### Exercise aim
Below are entries; output exactly the lines from the one with "Need: a marker for each instance of the low" to the one with "Target: stone block", both included, and nothing else.

Image point grounding data:
§ §

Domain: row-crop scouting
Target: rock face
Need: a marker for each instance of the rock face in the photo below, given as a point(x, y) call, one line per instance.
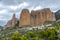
point(57, 14)
point(40, 16)
point(24, 18)
point(11, 22)
point(34, 18)
point(14, 20)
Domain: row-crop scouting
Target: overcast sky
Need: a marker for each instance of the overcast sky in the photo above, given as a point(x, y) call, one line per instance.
point(8, 7)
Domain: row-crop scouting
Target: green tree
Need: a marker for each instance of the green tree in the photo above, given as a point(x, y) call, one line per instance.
point(24, 37)
point(16, 36)
point(31, 34)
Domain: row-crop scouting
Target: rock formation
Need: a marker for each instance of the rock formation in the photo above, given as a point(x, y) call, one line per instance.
point(34, 18)
point(11, 22)
point(24, 18)
point(40, 16)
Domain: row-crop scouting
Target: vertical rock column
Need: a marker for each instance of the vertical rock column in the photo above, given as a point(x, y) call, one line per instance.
point(14, 20)
point(24, 18)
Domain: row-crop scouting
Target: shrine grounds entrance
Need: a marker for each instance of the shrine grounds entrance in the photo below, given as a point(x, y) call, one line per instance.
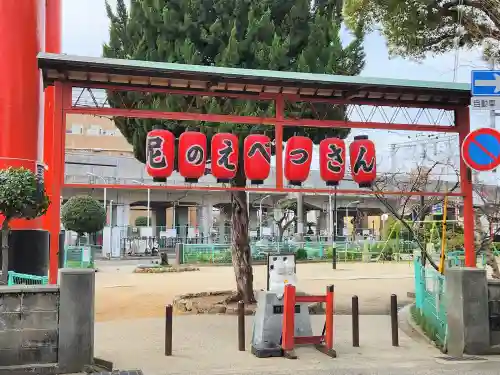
point(415, 101)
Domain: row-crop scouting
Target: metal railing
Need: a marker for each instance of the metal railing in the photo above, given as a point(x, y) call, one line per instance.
point(430, 308)
point(16, 278)
point(361, 251)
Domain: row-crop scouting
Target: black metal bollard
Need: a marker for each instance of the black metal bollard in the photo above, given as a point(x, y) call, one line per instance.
point(241, 326)
point(355, 321)
point(168, 330)
point(394, 320)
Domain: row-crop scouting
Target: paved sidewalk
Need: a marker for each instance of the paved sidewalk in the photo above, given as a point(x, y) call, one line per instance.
point(207, 344)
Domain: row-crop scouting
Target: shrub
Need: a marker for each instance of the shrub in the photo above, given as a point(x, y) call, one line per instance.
point(83, 214)
point(141, 221)
point(22, 196)
point(301, 254)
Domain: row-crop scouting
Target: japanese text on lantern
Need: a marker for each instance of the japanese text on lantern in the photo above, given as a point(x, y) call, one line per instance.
point(225, 158)
point(363, 161)
point(192, 155)
point(332, 160)
point(160, 153)
point(257, 158)
point(298, 157)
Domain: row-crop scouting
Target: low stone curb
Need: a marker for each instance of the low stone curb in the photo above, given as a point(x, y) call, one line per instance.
point(172, 269)
point(184, 304)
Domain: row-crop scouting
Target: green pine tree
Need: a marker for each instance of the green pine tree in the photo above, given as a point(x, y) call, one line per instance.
point(285, 35)
point(414, 28)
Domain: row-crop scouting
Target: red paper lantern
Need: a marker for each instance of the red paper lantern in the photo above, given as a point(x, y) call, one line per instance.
point(332, 160)
point(224, 156)
point(298, 157)
point(192, 155)
point(160, 154)
point(257, 157)
point(363, 161)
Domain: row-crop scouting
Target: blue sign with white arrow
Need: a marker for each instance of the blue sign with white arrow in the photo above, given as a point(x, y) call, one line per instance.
point(485, 83)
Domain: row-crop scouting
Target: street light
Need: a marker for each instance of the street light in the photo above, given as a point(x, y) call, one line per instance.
point(334, 237)
point(260, 214)
point(149, 201)
point(105, 189)
point(347, 207)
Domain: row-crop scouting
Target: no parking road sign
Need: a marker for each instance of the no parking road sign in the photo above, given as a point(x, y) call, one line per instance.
point(481, 149)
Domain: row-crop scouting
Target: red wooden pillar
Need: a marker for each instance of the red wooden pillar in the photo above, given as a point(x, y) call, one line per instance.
point(53, 183)
point(462, 122)
point(288, 328)
point(278, 136)
point(22, 37)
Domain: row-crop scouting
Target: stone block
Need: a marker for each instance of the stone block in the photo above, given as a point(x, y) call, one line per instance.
point(467, 311)
point(40, 301)
point(10, 339)
point(40, 320)
point(10, 302)
point(40, 355)
point(10, 357)
point(10, 320)
point(76, 319)
point(35, 338)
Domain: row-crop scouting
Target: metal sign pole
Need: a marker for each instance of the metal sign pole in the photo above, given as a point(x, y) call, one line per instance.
point(334, 235)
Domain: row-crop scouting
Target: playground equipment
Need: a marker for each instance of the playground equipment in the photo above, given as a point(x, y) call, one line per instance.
point(282, 317)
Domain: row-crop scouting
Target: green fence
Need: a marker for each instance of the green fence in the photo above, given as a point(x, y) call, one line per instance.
point(430, 309)
point(78, 257)
point(25, 279)
point(368, 251)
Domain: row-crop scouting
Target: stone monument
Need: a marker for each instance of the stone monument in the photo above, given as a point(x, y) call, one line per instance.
point(266, 338)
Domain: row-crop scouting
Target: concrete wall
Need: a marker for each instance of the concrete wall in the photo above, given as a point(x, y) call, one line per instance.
point(48, 325)
point(29, 329)
point(494, 311)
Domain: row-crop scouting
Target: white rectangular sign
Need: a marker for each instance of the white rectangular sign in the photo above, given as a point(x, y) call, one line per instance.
point(485, 103)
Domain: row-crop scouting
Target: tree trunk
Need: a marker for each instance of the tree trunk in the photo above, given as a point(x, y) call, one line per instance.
point(240, 249)
point(491, 261)
point(5, 252)
point(281, 232)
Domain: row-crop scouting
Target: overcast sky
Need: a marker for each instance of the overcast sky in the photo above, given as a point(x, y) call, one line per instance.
point(85, 29)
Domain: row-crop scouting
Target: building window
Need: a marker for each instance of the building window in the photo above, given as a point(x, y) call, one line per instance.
point(94, 130)
point(76, 129)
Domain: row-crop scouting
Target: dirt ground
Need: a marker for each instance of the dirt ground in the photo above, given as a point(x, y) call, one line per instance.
point(121, 294)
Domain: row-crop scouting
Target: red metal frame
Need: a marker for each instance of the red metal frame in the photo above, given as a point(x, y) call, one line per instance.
point(52, 134)
point(288, 338)
point(63, 106)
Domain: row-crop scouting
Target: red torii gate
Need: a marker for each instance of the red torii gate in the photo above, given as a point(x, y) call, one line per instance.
point(67, 73)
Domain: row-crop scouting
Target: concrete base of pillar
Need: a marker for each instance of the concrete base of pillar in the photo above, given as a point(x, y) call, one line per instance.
point(467, 312)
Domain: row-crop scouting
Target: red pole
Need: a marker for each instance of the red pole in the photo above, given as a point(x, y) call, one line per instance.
point(278, 135)
point(287, 338)
point(462, 121)
point(21, 30)
point(329, 317)
point(51, 221)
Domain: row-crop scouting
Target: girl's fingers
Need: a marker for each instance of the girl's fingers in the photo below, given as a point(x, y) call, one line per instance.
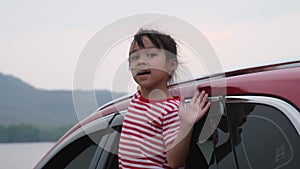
point(194, 98)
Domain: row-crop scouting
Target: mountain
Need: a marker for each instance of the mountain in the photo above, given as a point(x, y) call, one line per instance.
point(21, 103)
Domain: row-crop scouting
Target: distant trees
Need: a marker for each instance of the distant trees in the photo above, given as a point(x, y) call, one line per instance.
point(30, 133)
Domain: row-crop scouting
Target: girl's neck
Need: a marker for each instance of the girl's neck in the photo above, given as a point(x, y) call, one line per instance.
point(156, 94)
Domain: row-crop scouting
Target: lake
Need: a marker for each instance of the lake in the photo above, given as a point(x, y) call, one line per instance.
point(22, 155)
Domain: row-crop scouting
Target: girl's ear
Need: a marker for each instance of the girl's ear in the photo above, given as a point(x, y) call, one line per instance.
point(172, 64)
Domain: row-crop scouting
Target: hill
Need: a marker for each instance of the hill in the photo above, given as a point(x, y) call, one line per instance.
point(21, 103)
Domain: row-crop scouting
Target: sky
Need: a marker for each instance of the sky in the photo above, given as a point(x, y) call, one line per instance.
point(41, 41)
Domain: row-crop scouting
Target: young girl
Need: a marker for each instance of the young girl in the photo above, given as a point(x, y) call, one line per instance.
point(157, 128)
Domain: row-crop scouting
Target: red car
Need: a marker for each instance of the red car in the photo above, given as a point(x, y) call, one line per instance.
point(254, 122)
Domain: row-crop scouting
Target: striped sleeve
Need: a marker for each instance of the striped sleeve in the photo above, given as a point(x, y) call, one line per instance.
point(171, 123)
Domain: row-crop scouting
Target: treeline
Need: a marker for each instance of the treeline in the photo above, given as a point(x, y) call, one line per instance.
point(30, 133)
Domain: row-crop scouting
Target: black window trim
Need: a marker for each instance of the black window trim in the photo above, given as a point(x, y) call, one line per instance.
point(287, 109)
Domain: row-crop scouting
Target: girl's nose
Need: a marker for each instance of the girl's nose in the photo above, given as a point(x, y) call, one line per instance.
point(142, 61)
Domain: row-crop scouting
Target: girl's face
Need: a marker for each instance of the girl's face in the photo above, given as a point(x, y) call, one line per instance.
point(149, 67)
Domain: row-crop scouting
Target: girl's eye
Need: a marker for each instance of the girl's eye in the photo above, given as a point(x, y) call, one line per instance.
point(150, 55)
point(133, 58)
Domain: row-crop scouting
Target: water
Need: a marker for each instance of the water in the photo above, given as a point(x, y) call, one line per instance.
point(22, 155)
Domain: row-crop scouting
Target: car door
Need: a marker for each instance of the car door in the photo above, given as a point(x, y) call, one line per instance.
point(78, 149)
point(265, 132)
point(215, 150)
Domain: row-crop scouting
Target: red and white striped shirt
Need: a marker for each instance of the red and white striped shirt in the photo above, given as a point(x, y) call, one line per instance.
point(148, 128)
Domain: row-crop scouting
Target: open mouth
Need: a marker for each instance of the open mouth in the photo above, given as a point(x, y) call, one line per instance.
point(143, 72)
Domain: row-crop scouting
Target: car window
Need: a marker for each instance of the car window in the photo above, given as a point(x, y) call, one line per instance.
point(77, 154)
point(216, 151)
point(263, 136)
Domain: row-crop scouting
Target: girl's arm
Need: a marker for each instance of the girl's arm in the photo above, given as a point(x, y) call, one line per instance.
point(189, 114)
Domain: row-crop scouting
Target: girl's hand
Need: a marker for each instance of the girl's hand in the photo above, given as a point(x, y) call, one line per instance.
point(192, 112)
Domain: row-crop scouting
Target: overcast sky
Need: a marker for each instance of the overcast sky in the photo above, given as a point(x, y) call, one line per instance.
point(41, 41)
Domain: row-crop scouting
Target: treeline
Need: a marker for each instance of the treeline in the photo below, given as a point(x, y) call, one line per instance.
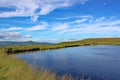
point(85, 42)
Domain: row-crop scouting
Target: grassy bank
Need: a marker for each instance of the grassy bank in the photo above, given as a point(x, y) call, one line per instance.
point(85, 42)
point(12, 68)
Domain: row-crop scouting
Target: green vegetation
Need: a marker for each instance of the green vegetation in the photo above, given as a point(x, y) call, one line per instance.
point(12, 68)
point(15, 43)
point(15, 69)
point(85, 42)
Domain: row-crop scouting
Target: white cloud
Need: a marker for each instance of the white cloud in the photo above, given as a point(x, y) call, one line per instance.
point(13, 36)
point(34, 8)
point(80, 20)
point(13, 28)
point(41, 26)
point(60, 26)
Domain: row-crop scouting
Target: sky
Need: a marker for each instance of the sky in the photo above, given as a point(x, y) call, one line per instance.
point(58, 20)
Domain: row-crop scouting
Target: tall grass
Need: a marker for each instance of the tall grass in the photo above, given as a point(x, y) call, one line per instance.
point(85, 42)
point(12, 68)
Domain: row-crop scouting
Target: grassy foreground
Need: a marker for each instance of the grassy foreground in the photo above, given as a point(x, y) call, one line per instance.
point(85, 42)
point(12, 68)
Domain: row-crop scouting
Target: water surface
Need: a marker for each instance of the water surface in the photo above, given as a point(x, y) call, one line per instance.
point(99, 62)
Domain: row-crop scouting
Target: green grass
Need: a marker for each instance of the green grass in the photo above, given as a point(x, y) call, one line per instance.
point(85, 42)
point(15, 69)
point(12, 68)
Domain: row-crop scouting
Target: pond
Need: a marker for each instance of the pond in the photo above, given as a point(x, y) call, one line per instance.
point(100, 62)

§ §

### Answer box
Need: a marker for each instance of the low stone curb in the photo above, given as a point(x, y) call, one line per instance.
point(172, 269)
point(184, 304)
Domain: row-crop scouting
Target: green pine tree
Need: a marker for each instance of the green pine tree in the photo above, given as a point(x, y) call, one line per instance.
point(285, 35)
point(414, 28)
Domain: row-crop scouting
Target: red paper lantern
Need: a marker for each instance of the red paper lantern in the photo above, given as a point(x, y) call, one line per instance.
point(332, 160)
point(224, 156)
point(298, 157)
point(192, 155)
point(160, 154)
point(257, 157)
point(363, 161)
Domain: row-crop scouting
Target: blue sign with white arrow
Need: a marker for each instance of the blue sign with white arrow in the photo above, given as a point(x, y) call, one line per instance.
point(485, 83)
Domain: row-crop scouting
Target: street light
Need: a marker for each instance of the street light in the photo above, given as a point(x, y) call, one line per instance.
point(334, 237)
point(260, 214)
point(149, 201)
point(105, 189)
point(347, 207)
Domain: row-crop scouting
Target: no parking road sign
Need: a marker for each instance of the no parking road sign in the photo above, given as a point(x, y) call, one line per instance.
point(481, 149)
Domain: row-crop scouting
Target: red wooden pillar
Need: a marker for each instance of the red wooden pillar in the photo above, given as a point(x, y) call, one line per instance.
point(53, 183)
point(462, 122)
point(288, 328)
point(278, 136)
point(22, 37)
Domain: row-crop scouting
Target: stone block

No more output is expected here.